About this exercise: In the tips on setting up a community of practice, what kind of meetings should the community have?

━━ Page text

The internet is rife with tips, guidelines, and best practices that offer advice on how to set up a community of practice. You can also find articles, videos, and a fair amount of books. You can even find consultants willing to offer a hand (in exchange for a fee, of course). Despite all the available information, I put together my own list of tips, just to give you a starting point from which to launch your own research:

  • Identify the community’s vision, goals, and overall plan upfront and ensure that everyone involved with the community understands them. After the community has been established, those who show interest in joining should also understand what they might be getting into.
  • Emphasize open and transparent communications right from the start. The community should be built on the idea of sharing knowledge in all its forms. Not only does this include ongoing dialog, but also artifacts such as documents, scripts, tools, and other resources. The goal is to build relationships and foster a culture of learning and the transfer of knowledge in all its forms.
  • The community should provide members with a safe and welcoming space that helps them feel comfortable asking questions, sharing ideas, expressing opinions, and entering into dialog with each other. There needs to be a focus on trust-building and open communications so members can talk freely and participate easily in the learning process.
  • A community needs one or more individuals to facilitate and coordinate the group. Their roles and responsibilities should be clearly defined and communicated to the other members. They also need the time and space needed to plan and organize meetings. In addition, some might require training, not only in community logistics but also in helping to ensure that members remain engaged and committed to the community.
  • The community should have regular, scheduled meetings, whether virtual or face-to-face, and community artifacts should be made readily available to all members. The community should also leverage whatever tools or social media platforms might be useful in establishing their group, especially those that encourage ad hoc communications between members outside of the meetings themselves.
  • The community must have the full support from the organization’s leadership. They should feel a stake in its outcome and engage in the process whenever possible. They should also encourage their employees to participate in communities of practice where appropriate.

━━━━
━━ Extracted information

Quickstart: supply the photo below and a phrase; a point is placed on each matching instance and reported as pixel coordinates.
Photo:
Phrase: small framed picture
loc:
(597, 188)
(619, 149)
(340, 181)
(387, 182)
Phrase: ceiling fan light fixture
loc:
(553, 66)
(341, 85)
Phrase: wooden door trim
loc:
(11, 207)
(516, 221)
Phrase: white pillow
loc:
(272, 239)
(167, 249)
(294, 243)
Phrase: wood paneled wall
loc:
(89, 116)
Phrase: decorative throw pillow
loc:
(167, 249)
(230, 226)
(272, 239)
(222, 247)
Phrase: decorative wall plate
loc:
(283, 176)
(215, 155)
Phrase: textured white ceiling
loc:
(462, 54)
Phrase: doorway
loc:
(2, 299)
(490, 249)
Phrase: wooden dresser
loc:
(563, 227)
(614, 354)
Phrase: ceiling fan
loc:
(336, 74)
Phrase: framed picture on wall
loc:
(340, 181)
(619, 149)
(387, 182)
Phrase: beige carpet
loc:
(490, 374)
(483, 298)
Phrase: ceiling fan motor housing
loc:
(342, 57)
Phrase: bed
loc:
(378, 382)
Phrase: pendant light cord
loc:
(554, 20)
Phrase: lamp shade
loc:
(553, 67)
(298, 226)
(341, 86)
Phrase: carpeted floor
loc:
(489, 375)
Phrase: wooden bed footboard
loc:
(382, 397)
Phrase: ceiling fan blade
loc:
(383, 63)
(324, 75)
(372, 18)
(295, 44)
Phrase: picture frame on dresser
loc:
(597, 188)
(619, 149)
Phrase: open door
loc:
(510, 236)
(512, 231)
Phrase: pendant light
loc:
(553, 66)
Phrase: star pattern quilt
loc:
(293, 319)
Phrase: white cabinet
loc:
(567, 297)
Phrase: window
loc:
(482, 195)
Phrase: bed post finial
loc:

━━━━

Exercise response: Regular, scheduled meetings, whether virtual or face-to-face.